:: Excerpted text

Nung people are closely related to the Tay, sharing the same language and often living in the same villages. Their population is estimated at 700,000, mostly in Cao Bang and Lang Son provinces, where they have a long tradition of cultivating wet rice, using water wheels for irrigation. Concentrated into small villages, Nung homes are typically divided into two sections, one to serve as living quarters and the other for work and worship. Their astute gardening skills are known to reap a wide variety of healthy crops like vegetables, maize, groundnuts, fruit, spices and bamboo. Nung farmers terrace the lower slopes to provide extra land. In fact, the Nung are reckoned to be the best horticulturalists in Vietnam, while their black smiths are almost as renowned. Unusually, the traditional Nung house has clay walls and a tiled roof, and is built either flat on the ground or with only one section raised on stilts. Most Nung are Buddhist, worshipping Quan Am, though they also honour the spirits and their ancestors. They are particularly adept at alternate singing, relishing the improvised double entendre. Not surprisingly, Nung traditional dress is similar to the Tay, though hemmed with coloured bands. Women often sport a neck scarf with brightly coloured fringes and a shoulder bag, embroidered with the sun, stars and flowers, or woven in black and white interspersed with delicately coloured threads.In addition to weaving, the Nung are known for their handicrafts such as bamboo furniture, basketry, silverwork and paper making. Spiritually and socially, the Nung are similar to the Tay, from their deep ancestral worship to traditional festivities. Both were also heavily exploited by foreign militaries (French and American). Nung brides traditionally command high dowries from prospective grooms and tradition dictates inheritance from father to son, a sign of strong Chinese influences. In most Nung villages medicine men still exist and are called upon to help get rid of evil spirits and cure the ill.

::::
:: Data listing

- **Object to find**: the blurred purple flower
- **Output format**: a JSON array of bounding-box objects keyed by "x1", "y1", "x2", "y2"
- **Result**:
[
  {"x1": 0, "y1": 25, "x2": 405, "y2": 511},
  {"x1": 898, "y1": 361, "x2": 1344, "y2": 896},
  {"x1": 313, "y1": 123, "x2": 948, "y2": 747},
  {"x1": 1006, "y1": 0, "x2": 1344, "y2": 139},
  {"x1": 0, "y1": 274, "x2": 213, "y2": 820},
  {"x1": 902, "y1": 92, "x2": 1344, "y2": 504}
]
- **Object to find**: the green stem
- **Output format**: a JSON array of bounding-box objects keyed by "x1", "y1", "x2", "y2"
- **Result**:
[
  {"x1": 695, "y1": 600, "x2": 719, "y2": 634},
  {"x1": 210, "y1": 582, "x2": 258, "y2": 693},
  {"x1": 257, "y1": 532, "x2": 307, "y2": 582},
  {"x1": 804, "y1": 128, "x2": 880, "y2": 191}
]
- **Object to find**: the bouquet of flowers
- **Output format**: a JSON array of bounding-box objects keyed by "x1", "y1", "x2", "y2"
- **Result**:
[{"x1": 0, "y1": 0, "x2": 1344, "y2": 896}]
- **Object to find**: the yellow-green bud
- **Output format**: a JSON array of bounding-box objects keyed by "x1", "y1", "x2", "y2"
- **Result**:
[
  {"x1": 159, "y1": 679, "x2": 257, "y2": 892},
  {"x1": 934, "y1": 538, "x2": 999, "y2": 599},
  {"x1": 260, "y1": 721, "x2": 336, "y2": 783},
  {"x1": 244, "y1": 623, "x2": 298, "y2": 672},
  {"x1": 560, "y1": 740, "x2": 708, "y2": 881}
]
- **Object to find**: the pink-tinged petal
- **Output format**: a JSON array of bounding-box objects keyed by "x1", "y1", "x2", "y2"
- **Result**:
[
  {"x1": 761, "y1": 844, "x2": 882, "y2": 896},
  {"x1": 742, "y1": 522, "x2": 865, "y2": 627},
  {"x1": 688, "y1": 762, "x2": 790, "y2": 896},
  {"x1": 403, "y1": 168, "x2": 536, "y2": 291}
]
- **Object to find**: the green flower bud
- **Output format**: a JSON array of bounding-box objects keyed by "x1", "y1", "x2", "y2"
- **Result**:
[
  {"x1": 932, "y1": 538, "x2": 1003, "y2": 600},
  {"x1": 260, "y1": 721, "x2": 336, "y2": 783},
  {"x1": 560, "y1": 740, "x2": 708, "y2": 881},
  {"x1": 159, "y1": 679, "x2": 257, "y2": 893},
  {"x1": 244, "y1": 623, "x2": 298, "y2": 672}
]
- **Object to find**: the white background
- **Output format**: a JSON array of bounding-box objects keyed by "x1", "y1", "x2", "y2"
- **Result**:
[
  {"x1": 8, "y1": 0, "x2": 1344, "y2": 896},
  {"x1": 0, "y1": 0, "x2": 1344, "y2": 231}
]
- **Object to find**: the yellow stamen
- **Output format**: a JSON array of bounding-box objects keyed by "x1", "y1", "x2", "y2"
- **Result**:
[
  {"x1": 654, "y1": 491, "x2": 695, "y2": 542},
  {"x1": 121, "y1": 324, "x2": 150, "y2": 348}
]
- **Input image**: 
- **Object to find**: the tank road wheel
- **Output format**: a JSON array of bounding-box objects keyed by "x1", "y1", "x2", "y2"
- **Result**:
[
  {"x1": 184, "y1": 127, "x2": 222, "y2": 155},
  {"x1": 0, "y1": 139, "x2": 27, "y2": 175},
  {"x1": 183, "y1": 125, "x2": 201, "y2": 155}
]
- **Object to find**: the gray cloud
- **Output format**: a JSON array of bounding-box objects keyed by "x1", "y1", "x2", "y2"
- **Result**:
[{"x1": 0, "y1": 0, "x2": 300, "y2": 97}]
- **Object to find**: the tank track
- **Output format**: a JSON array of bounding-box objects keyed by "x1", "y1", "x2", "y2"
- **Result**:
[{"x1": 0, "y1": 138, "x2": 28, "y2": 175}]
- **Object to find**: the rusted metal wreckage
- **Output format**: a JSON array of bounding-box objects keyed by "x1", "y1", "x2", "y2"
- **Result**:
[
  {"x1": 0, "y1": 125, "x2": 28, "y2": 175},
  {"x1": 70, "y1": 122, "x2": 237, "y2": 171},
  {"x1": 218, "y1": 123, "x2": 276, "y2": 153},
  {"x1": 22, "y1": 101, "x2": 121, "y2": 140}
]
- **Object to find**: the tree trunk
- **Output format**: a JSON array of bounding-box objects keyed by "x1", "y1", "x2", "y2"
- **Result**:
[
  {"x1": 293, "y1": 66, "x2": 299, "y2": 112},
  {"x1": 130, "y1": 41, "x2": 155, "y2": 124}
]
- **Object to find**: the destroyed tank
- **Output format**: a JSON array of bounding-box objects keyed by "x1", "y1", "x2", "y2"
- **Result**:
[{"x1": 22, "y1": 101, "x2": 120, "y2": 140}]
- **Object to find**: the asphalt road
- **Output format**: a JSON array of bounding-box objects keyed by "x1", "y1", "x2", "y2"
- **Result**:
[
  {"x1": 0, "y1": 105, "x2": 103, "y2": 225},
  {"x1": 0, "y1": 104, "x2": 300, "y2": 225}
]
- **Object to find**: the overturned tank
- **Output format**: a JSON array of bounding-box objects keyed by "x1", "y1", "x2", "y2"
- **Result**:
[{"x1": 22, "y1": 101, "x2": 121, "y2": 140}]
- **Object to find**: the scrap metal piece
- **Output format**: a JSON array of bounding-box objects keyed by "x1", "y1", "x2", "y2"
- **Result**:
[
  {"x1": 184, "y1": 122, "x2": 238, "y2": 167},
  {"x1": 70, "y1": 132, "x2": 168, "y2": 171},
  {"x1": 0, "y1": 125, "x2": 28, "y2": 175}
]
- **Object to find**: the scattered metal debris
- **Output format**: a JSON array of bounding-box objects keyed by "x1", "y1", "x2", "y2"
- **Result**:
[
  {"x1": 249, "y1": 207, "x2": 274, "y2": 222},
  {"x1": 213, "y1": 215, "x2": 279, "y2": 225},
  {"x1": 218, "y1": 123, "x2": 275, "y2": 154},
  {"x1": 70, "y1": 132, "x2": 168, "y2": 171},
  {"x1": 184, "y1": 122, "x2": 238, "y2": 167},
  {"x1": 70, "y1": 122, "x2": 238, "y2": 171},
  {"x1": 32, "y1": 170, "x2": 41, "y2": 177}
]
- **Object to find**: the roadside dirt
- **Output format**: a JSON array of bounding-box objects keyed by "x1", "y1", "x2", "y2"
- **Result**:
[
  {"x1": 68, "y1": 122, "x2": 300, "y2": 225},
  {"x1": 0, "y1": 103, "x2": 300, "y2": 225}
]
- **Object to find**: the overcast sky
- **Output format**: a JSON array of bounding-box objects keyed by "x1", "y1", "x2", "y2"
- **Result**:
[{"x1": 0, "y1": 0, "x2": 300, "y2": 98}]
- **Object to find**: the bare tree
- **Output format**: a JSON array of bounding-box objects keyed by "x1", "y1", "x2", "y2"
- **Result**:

::::

■ **Your goal**
According to the text on the Nung people, why do Nung farmers terrace the lower slopes? Answer in one to three sentences. The data comes from a separate source, unrelated to the text on the Nung people.

■ **Your response**
Nung farmers terrace the lower slopes to provide extra land.